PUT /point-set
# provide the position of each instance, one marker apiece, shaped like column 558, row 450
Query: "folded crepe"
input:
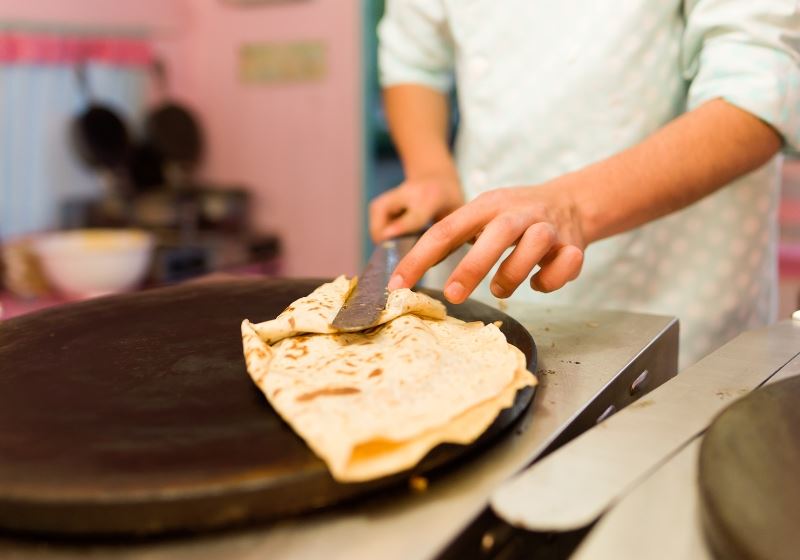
column 373, row 403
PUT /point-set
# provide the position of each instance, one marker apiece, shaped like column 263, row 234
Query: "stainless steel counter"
column 660, row 517
column 581, row 354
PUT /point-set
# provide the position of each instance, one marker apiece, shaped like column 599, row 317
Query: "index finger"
column 438, row 242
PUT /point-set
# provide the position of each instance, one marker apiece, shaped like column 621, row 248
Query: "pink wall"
column 297, row 146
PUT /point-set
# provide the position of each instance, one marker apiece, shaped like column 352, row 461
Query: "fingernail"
column 498, row 290
column 454, row 292
column 395, row 282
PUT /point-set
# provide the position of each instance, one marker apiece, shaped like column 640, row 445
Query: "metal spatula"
column 366, row 302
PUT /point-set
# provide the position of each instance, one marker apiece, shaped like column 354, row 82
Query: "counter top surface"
column 579, row 351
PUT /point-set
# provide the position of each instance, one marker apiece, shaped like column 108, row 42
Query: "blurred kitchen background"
column 244, row 136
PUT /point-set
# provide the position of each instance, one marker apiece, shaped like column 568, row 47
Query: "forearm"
column 684, row 161
column 418, row 121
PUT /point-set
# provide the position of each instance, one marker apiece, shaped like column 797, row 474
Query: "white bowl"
column 94, row 262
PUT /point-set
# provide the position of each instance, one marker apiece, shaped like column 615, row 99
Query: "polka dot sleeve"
column 414, row 44
column 747, row 53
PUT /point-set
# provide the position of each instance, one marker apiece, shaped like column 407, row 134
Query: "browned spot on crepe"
column 327, row 392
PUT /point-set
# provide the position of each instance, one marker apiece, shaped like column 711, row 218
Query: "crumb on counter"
column 418, row 484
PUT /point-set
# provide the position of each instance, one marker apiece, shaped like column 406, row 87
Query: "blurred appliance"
column 198, row 227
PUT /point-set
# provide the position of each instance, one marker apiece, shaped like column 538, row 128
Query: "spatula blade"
column 366, row 302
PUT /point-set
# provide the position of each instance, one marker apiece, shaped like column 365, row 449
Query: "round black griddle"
column 749, row 476
column 134, row 414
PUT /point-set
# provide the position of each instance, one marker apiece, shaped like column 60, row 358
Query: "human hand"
column 541, row 223
column 413, row 204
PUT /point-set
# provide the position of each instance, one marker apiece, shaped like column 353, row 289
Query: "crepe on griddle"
column 373, row 403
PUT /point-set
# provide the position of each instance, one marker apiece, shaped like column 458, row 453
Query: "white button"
column 478, row 66
column 478, row 178
column 573, row 54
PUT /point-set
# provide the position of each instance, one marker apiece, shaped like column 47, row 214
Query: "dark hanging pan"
column 173, row 129
column 99, row 133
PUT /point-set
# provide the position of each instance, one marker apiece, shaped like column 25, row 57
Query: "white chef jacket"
column 546, row 87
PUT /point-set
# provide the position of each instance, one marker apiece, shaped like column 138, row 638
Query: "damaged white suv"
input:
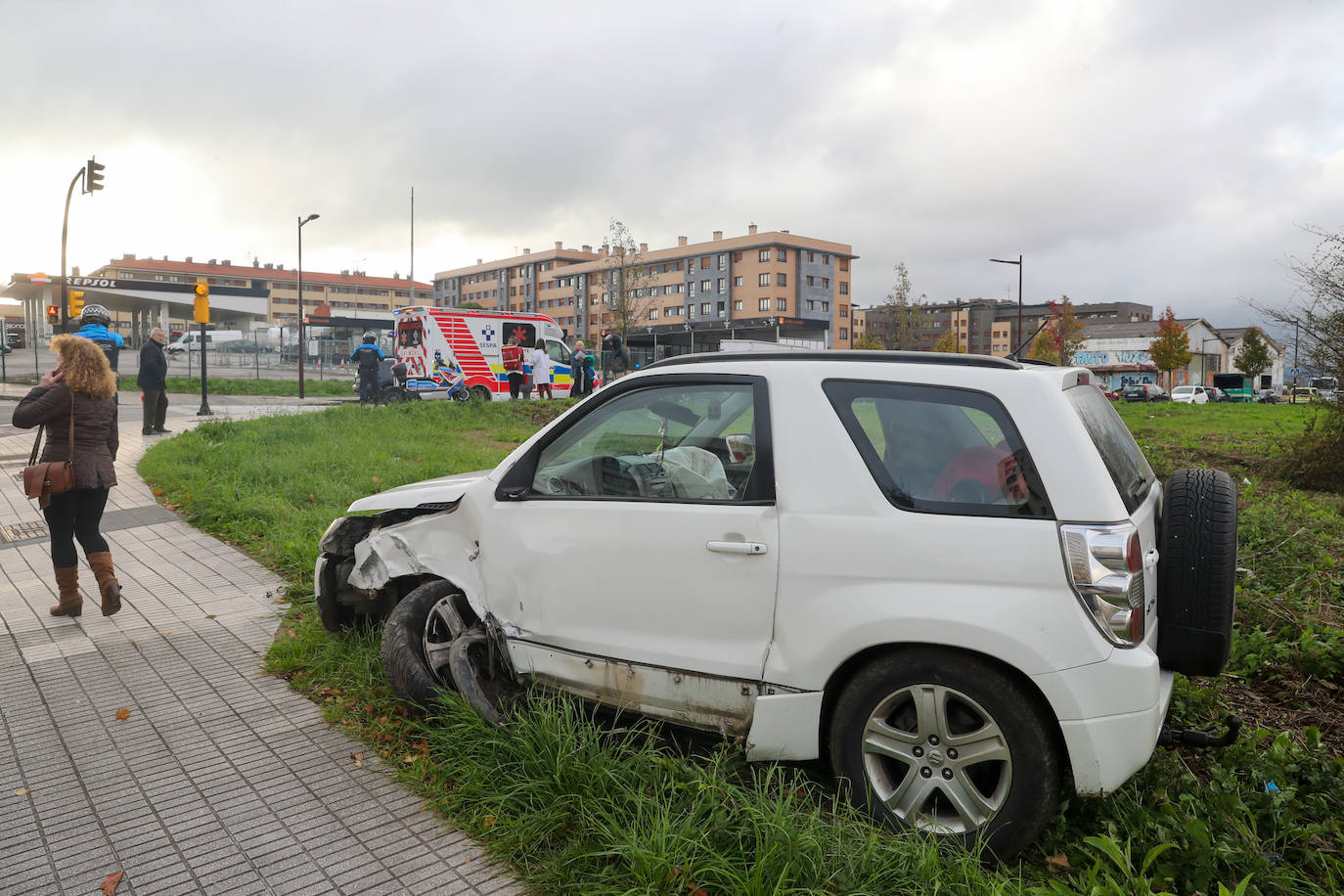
column 955, row 576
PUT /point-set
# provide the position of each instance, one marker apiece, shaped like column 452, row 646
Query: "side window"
column 664, row 442
column 940, row 450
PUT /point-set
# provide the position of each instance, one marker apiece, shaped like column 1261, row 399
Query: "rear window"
column 1118, row 450
column 940, row 450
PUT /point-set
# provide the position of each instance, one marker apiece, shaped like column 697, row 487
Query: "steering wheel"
column 613, row 478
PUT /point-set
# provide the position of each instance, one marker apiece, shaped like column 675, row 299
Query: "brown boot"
column 108, row 586
column 67, row 580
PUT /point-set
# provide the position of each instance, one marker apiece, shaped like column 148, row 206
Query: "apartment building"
column 772, row 287
column 988, row 327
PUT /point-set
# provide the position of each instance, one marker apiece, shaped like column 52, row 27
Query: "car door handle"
column 736, row 547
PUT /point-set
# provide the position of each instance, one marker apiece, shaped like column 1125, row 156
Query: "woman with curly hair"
column 82, row 384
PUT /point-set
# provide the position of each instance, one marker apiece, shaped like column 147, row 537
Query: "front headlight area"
column 1105, row 568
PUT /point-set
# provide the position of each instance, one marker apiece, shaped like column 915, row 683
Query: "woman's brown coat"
column 96, row 431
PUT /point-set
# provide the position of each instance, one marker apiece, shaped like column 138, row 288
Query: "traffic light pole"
column 65, row 227
column 204, row 405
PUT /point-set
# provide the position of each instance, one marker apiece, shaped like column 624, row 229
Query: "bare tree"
column 902, row 316
column 626, row 280
column 1316, row 316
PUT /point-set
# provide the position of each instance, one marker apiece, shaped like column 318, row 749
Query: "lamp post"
column 1005, row 261
column 301, row 222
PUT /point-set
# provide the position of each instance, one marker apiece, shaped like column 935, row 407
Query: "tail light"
column 1106, row 572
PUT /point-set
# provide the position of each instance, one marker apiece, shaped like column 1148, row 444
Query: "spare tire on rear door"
column 1196, row 572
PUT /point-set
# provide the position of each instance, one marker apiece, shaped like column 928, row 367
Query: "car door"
column 633, row 533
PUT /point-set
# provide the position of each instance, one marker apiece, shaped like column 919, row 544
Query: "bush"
column 1316, row 460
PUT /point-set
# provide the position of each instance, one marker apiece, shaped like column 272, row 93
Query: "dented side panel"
column 438, row 544
column 686, row 697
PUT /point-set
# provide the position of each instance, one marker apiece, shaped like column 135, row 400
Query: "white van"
column 430, row 341
column 191, row 341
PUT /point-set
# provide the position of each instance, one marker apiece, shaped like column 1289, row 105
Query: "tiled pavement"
column 221, row 780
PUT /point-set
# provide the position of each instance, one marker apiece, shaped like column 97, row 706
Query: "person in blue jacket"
column 93, row 326
column 367, row 356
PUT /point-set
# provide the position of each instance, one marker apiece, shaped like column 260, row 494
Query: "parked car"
column 244, row 347
column 952, row 697
column 1193, row 394
column 1145, row 392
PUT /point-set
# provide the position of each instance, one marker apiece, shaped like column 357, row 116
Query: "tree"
column 946, row 342
column 904, row 316
column 1060, row 337
column 1254, row 356
column 1171, row 345
column 1318, row 316
column 626, row 280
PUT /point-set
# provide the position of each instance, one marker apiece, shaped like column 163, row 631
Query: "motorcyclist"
column 367, row 355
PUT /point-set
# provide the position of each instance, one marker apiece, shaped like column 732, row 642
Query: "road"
column 23, row 364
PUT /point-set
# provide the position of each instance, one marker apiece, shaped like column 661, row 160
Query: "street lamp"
column 301, row 222
column 1003, row 261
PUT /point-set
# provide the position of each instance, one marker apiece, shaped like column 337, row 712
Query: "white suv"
column 955, row 576
column 1193, row 394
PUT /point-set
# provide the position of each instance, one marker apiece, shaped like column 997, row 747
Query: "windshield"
column 1125, row 463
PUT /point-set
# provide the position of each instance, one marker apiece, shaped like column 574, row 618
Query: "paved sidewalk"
column 219, row 780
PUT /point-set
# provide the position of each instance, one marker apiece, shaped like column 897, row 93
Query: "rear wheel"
column 417, row 640
column 946, row 743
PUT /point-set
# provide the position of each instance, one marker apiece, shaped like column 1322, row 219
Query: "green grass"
column 581, row 805
column 330, row 387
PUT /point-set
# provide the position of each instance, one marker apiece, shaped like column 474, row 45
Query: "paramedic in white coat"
column 542, row 370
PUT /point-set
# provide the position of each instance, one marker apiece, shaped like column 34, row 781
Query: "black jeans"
column 157, row 410
column 75, row 515
column 367, row 385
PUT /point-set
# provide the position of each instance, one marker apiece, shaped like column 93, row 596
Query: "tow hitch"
column 1200, row 737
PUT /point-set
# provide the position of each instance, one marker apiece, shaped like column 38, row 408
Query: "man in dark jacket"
column 154, row 373
column 367, row 356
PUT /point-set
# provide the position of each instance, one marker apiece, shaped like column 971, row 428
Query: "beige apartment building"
column 772, row 287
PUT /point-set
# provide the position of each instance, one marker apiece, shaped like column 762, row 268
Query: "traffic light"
column 93, row 176
column 201, row 309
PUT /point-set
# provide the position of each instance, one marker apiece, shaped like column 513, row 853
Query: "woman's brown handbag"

§

### Work to be completed:
Could you give again exactly the lines from the line containing "513, row 853" through the final line of the data above, and no others?

### Problem solution:
# provide the position of each instance, one marker apiece, shaped like column 513, row 853
Query: "woman's brown handbag"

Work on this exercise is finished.